* start *

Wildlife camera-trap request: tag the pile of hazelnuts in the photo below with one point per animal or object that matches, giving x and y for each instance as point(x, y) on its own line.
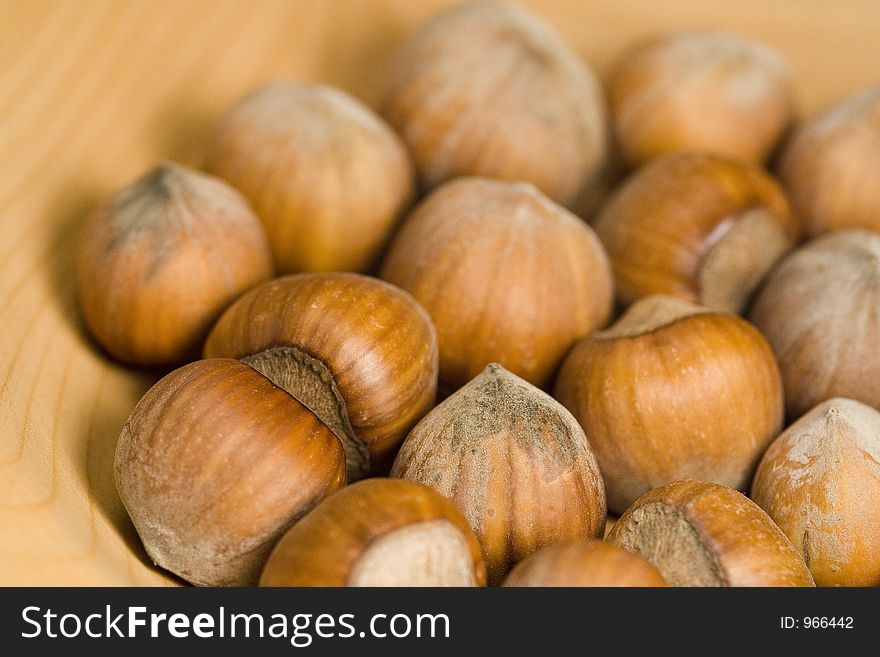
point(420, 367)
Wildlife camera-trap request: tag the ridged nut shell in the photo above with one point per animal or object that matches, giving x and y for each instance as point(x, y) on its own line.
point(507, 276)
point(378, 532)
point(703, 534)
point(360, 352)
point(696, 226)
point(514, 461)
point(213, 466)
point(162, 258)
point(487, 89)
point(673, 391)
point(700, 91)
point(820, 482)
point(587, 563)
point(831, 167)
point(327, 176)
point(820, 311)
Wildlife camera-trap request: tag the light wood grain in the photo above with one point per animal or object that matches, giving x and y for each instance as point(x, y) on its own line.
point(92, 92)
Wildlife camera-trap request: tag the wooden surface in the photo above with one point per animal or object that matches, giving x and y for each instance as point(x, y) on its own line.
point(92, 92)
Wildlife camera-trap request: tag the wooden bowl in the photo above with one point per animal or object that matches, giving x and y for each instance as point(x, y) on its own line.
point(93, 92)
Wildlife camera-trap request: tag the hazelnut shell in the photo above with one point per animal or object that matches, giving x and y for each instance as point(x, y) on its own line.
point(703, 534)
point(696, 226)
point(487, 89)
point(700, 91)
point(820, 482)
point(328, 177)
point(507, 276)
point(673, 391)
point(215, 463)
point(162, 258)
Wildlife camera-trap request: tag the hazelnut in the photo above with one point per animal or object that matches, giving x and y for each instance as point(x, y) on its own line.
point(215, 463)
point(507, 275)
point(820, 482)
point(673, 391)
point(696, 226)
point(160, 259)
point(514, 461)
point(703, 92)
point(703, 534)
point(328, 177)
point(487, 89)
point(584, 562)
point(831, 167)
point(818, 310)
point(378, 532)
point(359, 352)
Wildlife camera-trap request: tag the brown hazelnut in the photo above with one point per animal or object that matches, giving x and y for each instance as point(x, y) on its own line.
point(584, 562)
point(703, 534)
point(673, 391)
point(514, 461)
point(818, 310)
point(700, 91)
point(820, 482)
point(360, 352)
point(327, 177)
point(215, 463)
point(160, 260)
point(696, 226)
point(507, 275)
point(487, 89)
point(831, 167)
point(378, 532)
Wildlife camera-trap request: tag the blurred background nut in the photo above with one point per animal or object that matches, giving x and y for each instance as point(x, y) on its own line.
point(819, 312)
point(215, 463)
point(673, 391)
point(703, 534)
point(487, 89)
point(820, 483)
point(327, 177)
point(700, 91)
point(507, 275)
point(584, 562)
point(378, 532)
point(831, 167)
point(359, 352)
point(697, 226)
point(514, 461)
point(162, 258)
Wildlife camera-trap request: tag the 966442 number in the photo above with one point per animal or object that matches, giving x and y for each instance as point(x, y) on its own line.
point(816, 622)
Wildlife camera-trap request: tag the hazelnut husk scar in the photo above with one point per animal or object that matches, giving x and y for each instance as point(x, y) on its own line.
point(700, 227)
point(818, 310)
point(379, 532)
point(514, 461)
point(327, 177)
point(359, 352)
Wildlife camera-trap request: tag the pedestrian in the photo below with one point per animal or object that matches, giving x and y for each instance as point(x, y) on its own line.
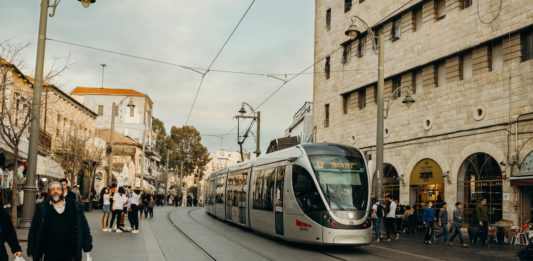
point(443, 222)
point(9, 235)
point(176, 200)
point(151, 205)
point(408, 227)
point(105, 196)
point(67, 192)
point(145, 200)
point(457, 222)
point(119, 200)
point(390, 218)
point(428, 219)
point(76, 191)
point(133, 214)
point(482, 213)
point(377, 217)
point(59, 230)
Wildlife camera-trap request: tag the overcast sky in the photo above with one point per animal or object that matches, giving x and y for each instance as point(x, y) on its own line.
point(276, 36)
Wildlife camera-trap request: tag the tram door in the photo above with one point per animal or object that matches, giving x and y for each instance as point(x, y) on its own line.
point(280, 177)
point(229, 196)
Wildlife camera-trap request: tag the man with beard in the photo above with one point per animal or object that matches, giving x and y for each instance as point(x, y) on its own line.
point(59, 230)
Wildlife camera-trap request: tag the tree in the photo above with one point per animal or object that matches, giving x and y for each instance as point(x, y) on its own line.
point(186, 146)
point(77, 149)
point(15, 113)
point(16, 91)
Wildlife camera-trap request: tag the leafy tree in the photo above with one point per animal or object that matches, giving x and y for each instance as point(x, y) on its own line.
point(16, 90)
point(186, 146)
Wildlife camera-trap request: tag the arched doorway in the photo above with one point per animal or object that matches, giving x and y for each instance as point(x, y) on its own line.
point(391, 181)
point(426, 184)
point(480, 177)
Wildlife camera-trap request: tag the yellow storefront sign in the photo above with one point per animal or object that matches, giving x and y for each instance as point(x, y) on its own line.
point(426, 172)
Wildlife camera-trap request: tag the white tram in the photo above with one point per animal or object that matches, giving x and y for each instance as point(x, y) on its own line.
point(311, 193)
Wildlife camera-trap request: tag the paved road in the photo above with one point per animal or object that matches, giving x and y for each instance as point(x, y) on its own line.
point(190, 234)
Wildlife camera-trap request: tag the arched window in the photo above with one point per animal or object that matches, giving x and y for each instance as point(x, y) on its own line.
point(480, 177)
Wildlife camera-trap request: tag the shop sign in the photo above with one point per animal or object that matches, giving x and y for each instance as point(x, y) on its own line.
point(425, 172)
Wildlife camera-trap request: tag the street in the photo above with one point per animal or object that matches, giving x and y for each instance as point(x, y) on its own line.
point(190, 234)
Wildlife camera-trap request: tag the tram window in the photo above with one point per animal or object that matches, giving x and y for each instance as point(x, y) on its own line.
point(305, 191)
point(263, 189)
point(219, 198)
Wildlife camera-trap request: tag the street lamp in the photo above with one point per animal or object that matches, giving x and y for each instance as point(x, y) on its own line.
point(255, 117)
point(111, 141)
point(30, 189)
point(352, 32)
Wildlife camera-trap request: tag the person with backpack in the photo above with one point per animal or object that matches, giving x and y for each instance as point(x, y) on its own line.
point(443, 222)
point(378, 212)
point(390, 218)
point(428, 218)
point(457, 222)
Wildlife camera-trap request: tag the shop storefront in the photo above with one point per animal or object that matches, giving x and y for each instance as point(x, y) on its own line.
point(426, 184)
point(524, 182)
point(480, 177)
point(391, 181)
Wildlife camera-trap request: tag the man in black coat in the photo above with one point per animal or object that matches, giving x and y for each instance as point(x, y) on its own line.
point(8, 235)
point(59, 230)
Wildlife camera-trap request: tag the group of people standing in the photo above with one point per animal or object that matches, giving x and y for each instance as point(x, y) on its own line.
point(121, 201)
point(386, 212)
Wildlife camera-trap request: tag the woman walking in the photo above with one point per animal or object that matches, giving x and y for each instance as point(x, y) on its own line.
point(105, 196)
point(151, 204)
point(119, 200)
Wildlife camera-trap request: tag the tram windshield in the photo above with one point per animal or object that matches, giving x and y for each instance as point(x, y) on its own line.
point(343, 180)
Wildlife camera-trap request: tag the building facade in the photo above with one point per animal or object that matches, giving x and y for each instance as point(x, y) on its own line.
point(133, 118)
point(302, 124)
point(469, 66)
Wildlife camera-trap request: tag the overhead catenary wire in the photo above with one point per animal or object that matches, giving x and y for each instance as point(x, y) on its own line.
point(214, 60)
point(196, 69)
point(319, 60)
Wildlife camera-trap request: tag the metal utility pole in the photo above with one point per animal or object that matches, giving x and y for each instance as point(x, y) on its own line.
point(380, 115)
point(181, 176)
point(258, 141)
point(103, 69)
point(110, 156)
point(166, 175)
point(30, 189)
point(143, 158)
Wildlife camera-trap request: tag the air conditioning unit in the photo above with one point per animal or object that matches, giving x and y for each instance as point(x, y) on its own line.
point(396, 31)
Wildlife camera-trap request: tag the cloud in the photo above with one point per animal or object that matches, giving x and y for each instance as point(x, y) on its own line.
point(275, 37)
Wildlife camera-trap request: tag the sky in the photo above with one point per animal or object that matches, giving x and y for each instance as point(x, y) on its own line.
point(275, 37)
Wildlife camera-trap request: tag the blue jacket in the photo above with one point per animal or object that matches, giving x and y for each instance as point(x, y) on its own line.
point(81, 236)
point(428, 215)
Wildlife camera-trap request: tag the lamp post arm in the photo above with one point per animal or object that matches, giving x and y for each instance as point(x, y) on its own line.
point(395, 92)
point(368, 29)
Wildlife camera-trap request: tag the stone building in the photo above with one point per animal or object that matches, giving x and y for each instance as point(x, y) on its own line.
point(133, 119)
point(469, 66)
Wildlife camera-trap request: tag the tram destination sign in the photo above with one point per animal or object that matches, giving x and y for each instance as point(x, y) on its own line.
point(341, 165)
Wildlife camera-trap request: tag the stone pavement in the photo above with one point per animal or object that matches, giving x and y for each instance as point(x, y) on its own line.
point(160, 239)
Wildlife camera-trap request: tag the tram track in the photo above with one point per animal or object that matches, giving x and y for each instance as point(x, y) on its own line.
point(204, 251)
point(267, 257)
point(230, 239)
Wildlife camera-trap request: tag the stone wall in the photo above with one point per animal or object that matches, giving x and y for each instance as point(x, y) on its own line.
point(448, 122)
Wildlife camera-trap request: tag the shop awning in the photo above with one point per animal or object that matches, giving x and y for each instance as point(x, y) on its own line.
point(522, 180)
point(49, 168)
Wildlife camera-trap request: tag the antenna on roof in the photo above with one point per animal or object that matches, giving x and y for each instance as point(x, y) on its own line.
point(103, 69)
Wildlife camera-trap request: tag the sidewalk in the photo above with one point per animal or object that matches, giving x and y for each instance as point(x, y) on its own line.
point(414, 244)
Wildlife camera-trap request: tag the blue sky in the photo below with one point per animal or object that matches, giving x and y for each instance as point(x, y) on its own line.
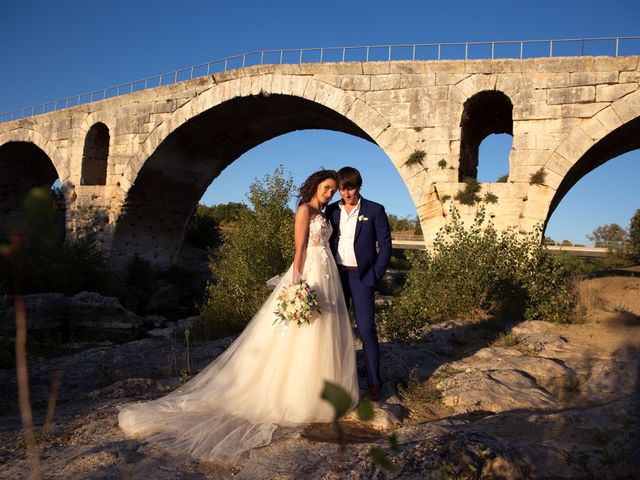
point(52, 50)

* end *
* start *

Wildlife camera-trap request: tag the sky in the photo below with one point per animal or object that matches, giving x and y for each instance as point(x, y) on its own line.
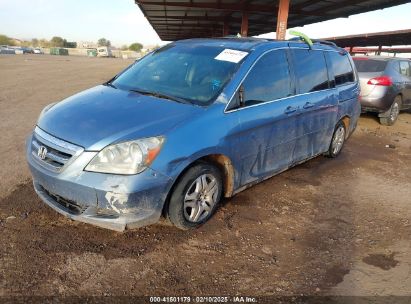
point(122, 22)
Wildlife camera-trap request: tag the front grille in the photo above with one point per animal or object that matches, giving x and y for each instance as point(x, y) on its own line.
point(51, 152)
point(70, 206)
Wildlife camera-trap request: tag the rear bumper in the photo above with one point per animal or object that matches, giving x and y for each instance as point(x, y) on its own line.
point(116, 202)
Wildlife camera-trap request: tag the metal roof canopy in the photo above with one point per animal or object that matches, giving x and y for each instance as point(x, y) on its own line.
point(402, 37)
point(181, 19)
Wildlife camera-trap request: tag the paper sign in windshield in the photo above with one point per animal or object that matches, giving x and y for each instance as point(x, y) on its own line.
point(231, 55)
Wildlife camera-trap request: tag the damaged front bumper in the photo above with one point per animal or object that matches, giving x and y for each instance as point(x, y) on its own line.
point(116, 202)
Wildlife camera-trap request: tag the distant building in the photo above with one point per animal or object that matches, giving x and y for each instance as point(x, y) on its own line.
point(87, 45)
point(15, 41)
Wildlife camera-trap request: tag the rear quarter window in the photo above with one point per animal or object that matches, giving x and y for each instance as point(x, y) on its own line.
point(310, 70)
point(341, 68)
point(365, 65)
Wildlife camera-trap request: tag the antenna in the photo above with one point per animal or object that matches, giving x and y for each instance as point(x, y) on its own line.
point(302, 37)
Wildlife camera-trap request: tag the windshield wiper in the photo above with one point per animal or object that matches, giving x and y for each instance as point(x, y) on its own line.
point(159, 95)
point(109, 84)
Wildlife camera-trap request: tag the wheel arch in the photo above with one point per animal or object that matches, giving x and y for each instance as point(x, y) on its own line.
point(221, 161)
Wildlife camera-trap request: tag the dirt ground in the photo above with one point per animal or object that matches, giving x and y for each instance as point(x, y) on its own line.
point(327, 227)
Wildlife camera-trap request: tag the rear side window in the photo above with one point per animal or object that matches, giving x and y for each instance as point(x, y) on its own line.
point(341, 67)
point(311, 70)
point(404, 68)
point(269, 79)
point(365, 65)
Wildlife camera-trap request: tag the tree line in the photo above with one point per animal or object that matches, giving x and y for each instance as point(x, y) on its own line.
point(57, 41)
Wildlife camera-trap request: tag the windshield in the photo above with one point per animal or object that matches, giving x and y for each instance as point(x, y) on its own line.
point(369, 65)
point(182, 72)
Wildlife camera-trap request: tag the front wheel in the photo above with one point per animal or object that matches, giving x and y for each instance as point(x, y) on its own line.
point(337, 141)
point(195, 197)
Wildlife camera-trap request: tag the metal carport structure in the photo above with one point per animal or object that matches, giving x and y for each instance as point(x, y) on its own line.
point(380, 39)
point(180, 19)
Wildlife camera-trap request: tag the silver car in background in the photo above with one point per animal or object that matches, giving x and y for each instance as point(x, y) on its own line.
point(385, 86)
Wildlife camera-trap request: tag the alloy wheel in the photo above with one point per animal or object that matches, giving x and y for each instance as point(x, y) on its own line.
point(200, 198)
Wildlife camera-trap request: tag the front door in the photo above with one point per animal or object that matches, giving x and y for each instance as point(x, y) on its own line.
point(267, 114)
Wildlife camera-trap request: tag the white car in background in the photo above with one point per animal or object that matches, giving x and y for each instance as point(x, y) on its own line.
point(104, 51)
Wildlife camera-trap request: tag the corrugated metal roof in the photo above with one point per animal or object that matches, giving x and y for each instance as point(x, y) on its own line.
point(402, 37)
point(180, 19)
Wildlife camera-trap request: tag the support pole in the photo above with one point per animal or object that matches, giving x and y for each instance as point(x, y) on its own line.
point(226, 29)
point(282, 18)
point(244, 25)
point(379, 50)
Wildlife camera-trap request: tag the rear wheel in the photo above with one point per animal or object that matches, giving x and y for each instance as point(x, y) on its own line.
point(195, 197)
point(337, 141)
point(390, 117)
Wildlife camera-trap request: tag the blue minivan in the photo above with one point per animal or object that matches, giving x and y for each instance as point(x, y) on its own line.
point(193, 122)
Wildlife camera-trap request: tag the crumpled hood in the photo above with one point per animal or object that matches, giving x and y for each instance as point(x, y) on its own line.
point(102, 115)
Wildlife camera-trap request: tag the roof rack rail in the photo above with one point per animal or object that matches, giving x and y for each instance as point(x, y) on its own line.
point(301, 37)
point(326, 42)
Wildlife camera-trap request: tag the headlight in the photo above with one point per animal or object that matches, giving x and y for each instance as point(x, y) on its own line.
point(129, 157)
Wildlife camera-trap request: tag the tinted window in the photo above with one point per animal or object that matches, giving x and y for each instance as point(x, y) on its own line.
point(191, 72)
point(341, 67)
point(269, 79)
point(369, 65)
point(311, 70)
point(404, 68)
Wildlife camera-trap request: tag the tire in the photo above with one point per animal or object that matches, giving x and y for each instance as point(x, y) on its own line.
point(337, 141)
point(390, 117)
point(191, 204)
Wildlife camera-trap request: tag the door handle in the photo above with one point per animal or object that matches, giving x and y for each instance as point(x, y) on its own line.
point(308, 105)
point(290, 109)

* end *
* start *

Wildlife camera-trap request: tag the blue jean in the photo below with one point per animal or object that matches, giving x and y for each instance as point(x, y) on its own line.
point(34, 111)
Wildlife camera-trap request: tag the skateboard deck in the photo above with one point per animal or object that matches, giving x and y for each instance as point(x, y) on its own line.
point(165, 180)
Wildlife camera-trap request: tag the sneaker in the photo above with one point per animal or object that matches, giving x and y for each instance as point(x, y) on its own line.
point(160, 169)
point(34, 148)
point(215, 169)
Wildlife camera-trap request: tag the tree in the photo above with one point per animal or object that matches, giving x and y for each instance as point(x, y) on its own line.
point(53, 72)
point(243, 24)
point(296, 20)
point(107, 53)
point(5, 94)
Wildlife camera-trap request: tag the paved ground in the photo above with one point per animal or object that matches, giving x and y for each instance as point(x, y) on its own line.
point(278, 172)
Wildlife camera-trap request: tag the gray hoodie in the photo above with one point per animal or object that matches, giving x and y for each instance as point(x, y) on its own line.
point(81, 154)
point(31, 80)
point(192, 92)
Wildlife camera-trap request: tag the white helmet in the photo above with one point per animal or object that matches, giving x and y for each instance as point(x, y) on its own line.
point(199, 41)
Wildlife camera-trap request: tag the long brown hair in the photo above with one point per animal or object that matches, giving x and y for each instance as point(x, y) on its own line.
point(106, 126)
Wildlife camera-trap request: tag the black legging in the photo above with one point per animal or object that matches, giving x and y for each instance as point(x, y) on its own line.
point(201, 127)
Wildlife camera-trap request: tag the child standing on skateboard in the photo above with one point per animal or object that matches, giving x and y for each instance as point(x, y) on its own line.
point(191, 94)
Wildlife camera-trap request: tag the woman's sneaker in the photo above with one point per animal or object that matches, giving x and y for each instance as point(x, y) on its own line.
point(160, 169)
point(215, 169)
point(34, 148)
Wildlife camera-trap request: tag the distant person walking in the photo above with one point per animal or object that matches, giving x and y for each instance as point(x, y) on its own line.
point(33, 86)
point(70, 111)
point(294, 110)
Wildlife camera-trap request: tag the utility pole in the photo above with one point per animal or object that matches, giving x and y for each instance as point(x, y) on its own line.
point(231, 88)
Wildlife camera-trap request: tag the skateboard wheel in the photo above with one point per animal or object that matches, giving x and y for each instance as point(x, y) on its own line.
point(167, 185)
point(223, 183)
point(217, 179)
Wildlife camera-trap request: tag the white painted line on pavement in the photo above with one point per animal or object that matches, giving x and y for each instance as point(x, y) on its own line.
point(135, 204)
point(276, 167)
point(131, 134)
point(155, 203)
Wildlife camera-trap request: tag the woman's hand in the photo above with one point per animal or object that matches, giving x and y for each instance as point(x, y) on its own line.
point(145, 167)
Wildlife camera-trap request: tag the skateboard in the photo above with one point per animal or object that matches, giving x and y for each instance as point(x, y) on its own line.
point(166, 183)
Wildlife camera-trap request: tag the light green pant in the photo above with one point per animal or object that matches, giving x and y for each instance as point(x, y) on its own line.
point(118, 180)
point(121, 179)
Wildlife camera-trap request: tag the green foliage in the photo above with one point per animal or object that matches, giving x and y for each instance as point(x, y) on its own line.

* end *

§ DIRECTIONS:
Starting at the line that has "Wildlife camera-trap request: tag the rear side" and stopping after the line that has "point(57, 41)", rewrite those entries with "tree line" changed to "forest edge" and nothing else altered.

§ EXERCISE OUTPUT:
Wildlife camera-trap request: tag the rear side window in the photo above with one point per animal or object that matches, giving x and y for each instance as point(x, y) on its own line.
point(341, 67)
point(311, 70)
point(404, 68)
point(269, 79)
point(365, 65)
Wildlife camera-trap request: tag the forest edge in the photo above with one point per animal or object that matches, giving x and y for each instance as point(x, y) on its own line.
point(57, 41)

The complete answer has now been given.